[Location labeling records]
---

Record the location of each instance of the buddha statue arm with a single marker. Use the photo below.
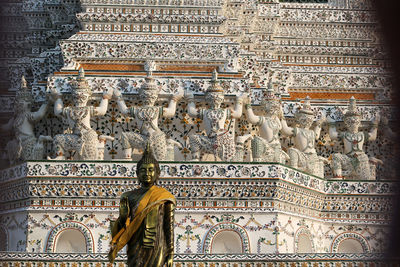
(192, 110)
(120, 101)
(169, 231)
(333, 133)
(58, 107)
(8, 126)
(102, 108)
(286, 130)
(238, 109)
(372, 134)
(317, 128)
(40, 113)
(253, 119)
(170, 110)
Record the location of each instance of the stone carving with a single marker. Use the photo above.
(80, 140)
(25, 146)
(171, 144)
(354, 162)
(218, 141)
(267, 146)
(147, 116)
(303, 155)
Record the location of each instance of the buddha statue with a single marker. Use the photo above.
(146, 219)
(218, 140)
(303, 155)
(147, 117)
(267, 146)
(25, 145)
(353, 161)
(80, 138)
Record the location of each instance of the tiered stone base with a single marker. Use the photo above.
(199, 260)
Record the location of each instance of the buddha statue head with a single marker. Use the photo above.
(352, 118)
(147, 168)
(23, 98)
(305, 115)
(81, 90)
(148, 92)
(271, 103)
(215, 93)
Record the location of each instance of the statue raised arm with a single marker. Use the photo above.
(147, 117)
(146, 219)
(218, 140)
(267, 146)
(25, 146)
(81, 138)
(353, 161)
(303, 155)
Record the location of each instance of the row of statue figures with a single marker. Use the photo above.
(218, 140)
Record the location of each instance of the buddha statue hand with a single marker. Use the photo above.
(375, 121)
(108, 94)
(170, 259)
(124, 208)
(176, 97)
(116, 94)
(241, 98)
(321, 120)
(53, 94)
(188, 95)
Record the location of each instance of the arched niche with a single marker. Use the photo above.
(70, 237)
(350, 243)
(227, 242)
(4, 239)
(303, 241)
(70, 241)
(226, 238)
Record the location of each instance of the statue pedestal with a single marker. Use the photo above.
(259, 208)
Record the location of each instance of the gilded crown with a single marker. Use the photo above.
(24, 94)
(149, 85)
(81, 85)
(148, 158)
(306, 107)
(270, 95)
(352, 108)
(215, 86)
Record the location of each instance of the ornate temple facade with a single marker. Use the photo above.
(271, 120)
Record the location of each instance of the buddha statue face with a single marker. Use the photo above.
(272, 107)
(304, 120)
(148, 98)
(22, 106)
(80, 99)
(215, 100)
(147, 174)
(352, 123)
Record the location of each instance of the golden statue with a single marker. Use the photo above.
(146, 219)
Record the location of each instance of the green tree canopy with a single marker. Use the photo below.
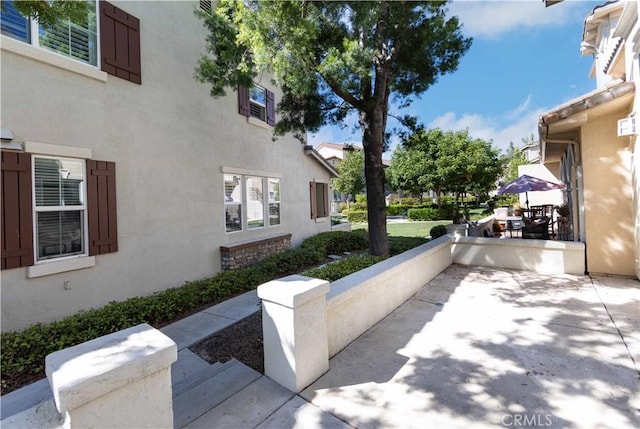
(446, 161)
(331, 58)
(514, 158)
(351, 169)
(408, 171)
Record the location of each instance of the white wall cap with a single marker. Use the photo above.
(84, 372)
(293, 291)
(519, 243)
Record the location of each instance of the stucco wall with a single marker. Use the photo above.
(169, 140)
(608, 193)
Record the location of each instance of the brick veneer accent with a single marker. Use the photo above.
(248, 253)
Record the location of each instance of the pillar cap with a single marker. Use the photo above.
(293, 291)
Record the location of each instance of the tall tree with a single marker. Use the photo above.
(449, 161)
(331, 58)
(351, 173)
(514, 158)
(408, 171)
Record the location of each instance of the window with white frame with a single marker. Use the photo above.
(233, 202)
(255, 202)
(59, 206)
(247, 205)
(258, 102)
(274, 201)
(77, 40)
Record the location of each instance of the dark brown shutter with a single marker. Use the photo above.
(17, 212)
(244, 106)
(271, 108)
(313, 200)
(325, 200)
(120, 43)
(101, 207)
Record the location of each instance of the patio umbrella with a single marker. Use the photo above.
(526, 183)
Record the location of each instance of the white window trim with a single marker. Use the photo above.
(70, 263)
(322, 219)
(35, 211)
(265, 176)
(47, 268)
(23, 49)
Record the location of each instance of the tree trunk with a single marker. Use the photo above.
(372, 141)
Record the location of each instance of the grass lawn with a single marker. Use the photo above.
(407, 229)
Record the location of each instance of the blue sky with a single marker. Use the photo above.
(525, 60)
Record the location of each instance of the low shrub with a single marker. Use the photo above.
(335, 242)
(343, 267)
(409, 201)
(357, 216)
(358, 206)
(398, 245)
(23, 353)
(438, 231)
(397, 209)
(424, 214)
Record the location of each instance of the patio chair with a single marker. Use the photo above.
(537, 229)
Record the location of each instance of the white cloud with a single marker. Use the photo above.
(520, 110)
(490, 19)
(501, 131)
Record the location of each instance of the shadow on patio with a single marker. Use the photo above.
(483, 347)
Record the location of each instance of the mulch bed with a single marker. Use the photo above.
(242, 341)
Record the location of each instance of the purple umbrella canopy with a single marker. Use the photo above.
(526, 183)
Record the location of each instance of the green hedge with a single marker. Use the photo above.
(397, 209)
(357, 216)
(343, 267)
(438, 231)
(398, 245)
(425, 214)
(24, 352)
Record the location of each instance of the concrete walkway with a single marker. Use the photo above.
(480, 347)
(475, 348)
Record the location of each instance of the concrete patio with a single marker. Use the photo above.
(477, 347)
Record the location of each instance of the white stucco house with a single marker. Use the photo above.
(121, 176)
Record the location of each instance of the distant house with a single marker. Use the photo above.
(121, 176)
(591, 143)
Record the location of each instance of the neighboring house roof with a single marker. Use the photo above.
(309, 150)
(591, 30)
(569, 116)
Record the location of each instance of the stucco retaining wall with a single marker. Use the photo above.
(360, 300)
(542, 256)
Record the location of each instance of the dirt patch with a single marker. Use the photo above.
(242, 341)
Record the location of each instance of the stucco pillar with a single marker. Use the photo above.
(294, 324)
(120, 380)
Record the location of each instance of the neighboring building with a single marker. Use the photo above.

---

Your job is to transcribe the entries above exactly; skip the pictures.

## [The solution]
Record the location of each instance of the buddha statue arm with a single marker. Use the photo below.
(192, 110)
(120, 101)
(169, 231)
(333, 133)
(58, 107)
(8, 126)
(102, 108)
(286, 130)
(238, 109)
(372, 134)
(317, 128)
(40, 113)
(253, 119)
(170, 110)
Record the location of each instance of the stone carving with a single marker. Use the photo above.
(80, 140)
(25, 146)
(171, 144)
(354, 162)
(218, 141)
(267, 146)
(147, 116)
(303, 155)
Record the location of each instance of the buddha statue with a single marker. Use the photo above.
(146, 219)
(218, 140)
(303, 155)
(147, 117)
(267, 146)
(25, 145)
(353, 161)
(80, 138)
Record the location of each instance of the tiered stone base with a single marker. Use the photo above.
(199, 260)
Record the location of each instance of the buddha statue head with a single marker. Use the photo above.
(352, 118)
(147, 168)
(23, 98)
(305, 115)
(81, 90)
(148, 92)
(271, 103)
(215, 93)
Record the location of each instance of the statue raised arm with a single marker. Use the photo above.
(147, 117)
(146, 219)
(218, 140)
(267, 146)
(25, 146)
(81, 138)
(353, 161)
(303, 155)
Record the location of each instance of the row of statue figures with a single marker. Use the photo above.
(218, 140)
Record the location of each instance of the buddha statue hand with a single marker. Use the photo above.
(375, 121)
(108, 94)
(170, 259)
(124, 208)
(176, 97)
(116, 94)
(241, 98)
(321, 120)
(53, 94)
(188, 95)
Record the location of each instance of the arched niche with a single marker. Use the photo above.
(70, 237)
(350, 243)
(227, 242)
(4, 239)
(303, 241)
(70, 241)
(226, 238)
Record the location of each instance of the statue pedestal with a single marker. Use the photo above.
(259, 208)
Record the location of each instance of the gilded crown with a single marker. Use the photo above.
(24, 94)
(149, 85)
(81, 85)
(148, 158)
(306, 107)
(270, 95)
(352, 108)
(215, 86)
Record the location of each instance of the ornate temple facade with a single marker. Use the photo above.
(271, 120)
Record the location of each instance of the buddha statue face with a single marker. Use the photo above.
(272, 107)
(304, 120)
(148, 98)
(22, 106)
(80, 99)
(215, 100)
(147, 174)
(352, 123)
Record the location of each instance of the golden statue with a single marker. Use the photo above.
(146, 219)
Record the location of each instance of the green tree canopy with a single marker. Use the photo below.
(446, 161)
(331, 58)
(514, 158)
(351, 169)
(408, 171)
Record the location of each instance of the white wall cap with a single marker. Use the photo above.
(84, 372)
(293, 291)
(519, 243)
Record the location of each instance of the stucco wall with a single marker. Use the photo above.
(169, 140)
(608, 193)
Record the location of each instance of the brick veneer accent with a single marker. Use the photo above.
(248, 253)
Record the location of each instance of the pillar cap with a single marker. Use the photo above.
(293, 291)
Record the location of each instance of the tall tree with a single marker. Use the photo above.
(449, 161)
(331, 58)
(351, 173)
(514, 158)
(408, 171)
Record the location of each instance of the window with white frame with a single marker. Use the photo above.
(233, 202)
(255, 202)
(59, 206)
(247, 205)
(258, 102)
(274, 201)
(77, 40)
Record the location of each instance of the dark brown shutter with a single marker. Use the photo above.
(17, 212)
(244, 106)
(271, 108)
(313, 200)
(325, 200)
(120, 43)
(101, 207)
Record the location of each instance of the patio umbrella with a single marker. Use the photo above.
(526, 183)
Record the location of each instance of the white window trim with a single marker. Use the photo above.
(70, 263)
(322, 219)
(35, 211)
(265, 176)
(47, 268)
(23, 49)
Record the location of each instance of the tree trunk with a single marker. Use the photo above.
(372, 141)
Record the location of each instance of the grass lawn with a single marker. Use the photo above.
(407, 229)
Record the location of each instance of the blue sky with a single marker. Use the photo above.
(525, 60)
Record the location of each instance of the low shrub with a single marker. Use the photo above.
(335, 242)
(343, 267)
(409, 201)
(357, 216)
(358, 206)
(398, 245)
(23, 353)
(438, 231)
(397, 209)
(424, 214)
Record the location of each instance of the patio chair with a single marker. Use the photo above.
(537, 229)
Record the location of each instance of the white cloud with a single marker. Use the photo above.
(520, 110)
(490, 19)
(501, 131)
Record the location of each instance of the shadow on patio with a single marker. Use the photo above.
(483, 347)
Record the location of each instance of the mulch bed with a single marker. Use the photo above.
(242, 341)
Record the location of each instance of the purple umbrella canopy with a single marker. Use the photo above.
(526, 183)
Record the location of each instance of the green hedge with a single marker. Use the photo above.
(397, 209)
(357, 216)
(343, 267)
(438, 231)
(398, 245)
(425, 214)
(24, 352)
Record the location of each instance of the concrete walkway with a single marker. Use the photo above.
(480, 347)
(475, 348)
Record the location of each instance of the concrete patio with a single marker. Use the photo above.
(477, 347)
Record the location of each instance of the white stucco house with a single marker. Use the photo above.
(121, 176)
Record the location of each instance of the distant house with a single marker. Use the photo above.
(121, 176)
(591, 143)
Record the location of each instance of the neighboring house roof with a single marker. Use the photo above.
(309, 150)
(591, 30)
(569, 116)
Record the location of each instance of the stucco retaining wall with a single marker. Use the photo above.
(360, 300)
(542, 256)
Record the location of each instance of the dirt patch with a single marker. Use the photo above.
(242, 341)
Record the location of each instance of the stucco pillar with a single marker. Use the photo above.
(294, 324)
(120, 380)
Record the location of each instance of the neighboring building with a single marker. Use the photo above.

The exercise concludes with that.